─── Excerpted records

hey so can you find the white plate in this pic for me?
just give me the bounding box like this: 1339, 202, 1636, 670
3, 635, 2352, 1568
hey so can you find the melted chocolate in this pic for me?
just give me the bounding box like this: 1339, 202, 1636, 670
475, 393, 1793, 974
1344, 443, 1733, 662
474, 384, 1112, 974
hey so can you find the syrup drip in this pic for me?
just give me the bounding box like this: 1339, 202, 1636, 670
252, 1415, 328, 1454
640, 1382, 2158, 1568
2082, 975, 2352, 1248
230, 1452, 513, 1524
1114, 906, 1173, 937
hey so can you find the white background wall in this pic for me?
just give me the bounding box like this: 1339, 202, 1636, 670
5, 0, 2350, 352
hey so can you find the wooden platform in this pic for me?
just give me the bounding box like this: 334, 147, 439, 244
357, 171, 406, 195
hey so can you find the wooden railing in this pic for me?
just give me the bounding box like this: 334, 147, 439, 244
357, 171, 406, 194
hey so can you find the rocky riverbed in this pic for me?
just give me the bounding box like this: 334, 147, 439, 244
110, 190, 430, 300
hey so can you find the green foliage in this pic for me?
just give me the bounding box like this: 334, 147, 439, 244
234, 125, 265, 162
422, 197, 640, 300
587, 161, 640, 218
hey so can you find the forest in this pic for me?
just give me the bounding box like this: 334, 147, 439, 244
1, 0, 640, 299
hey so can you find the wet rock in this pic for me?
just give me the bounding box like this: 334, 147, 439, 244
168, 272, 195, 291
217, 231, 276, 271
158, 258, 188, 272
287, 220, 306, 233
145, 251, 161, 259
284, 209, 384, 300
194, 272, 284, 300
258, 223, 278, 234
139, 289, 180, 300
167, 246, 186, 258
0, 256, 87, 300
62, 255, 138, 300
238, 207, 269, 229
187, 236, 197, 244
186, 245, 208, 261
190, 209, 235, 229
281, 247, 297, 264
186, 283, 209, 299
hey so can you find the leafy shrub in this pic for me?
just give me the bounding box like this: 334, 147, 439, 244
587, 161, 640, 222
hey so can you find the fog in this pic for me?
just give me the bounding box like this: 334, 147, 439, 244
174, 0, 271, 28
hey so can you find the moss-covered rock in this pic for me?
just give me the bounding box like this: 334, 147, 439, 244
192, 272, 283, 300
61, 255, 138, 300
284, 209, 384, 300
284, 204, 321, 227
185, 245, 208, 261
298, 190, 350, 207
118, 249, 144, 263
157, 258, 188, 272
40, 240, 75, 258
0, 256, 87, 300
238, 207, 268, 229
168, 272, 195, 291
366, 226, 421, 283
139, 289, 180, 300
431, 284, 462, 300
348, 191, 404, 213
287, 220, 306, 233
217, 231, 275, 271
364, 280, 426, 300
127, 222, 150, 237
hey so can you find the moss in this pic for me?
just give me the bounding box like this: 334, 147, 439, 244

──────

_Exercise brief_. Return every line of the material exactly.

_Answer to the exercise_.
hey so can you find the white plate in this pic for me?
just give me the bounding box like this: 1339, 202, 1636, 670
3, 635, 2352, 1568
hey so can you find the melted chocolate in this pic for me?
just give me the bounding box like this: 1339, 202, 1636, 670
475, 393, 1793, 974
1344, 443, 1733, 662
474, 384, 1112, 974
hey so can you find the syrup drip in this pic for me?
just give me the bounding box like this: 1339, 202, 1636, 670
252, 1415, 328, 1454
640, 1382, 2158, 1568
2082, 975, 2352, 1248
230, 1452, 513, 1524
1114, 906, 1173, 937
hey so can you find the white background wall in this pic for me?
just give me the bounding box like this: 1339, 202, 1636, 670
5, 0, 2350, 352
hey so can you find the wooden platform in this pic for me?
just give me the bounding box like this: 334, 147, 439, 244
357, 171, 406, 195
hey so can you find the wooden railing in this pic for me?
just give me the bounding box like this: 334, 147, 439, 244
357, 171, 406, 194
hey so can you find the rocky riverbed in this pic for me?
just give me the bounding box like this: 334, 147, 439, 244
110, 190, 430, 300
hey so can you find the green foliage in this pic for me?
just give me the bounding box like this: 334, 147, 439, 244
234, 125, 265, 162
422, 197, 640, 300
587, 161, 640, 218
hey so can you find the forest in this pic for me?
just give me the bounding box like this: 334, 147, 439, 244
1, 0, 640, 299
hey so can you find the wet rock in this pic for me?
just give me the bounding box like this: 334, 147, 439, 244
168, 272, 195, 291
217, 231, 276, 271
158, 258, 188, 272
287, 220, 306, 233
145, 251, 161, 259
284, 209, 384, 300
194, 272, 284, 300
258, 223, 278, 234
139, 289, 180, 300
167, 246, 186, 258
0, 256, 87, 300
62, 255, 138, 300
238, 207, 269, 229
187, 236, 197, 244
186, 245, 208, 261
190, 209, 235, 229
281, 247, 297, 264
186, 283, 209, 299
hey so can you find the leafy shrub in this pic for me?
just give me the bounding box like this: 334, 147, 439, 244
587, 161, 640, 222
hey so can you find the fog in this pic for me?
just give me the bounding box like this: 334, 147, 439, 244
174, 0, 271, 28
hey so can you find the moss-covered rock in this pic for me?
just give me the bounding box like this: 334, 147, 439, 244
192, 272, 283, 300
61, 255, 138, 300
284, 209, 384, 300
284, 204, 321, 227
185, 245, 208, 261
298, 190, 350, 207
118, 249, 144, 263
157, 258, 188, 272
40, 240, 75, 258
0, 256, 87, 300
238, 207, 268, 229
168, 272, 195, 291
366, 226, 421, 283
139, 289, 180, 300
431, 284, 462, 300
348, 191, 404, 213
287, 220, 306, 233
217, 231, 275, 271
364, 280, 426, 300
127, 222, 150, 237
hey so can you find the moss in this pic for me?
just give me the bounding box like this: 334, 147, 439, 244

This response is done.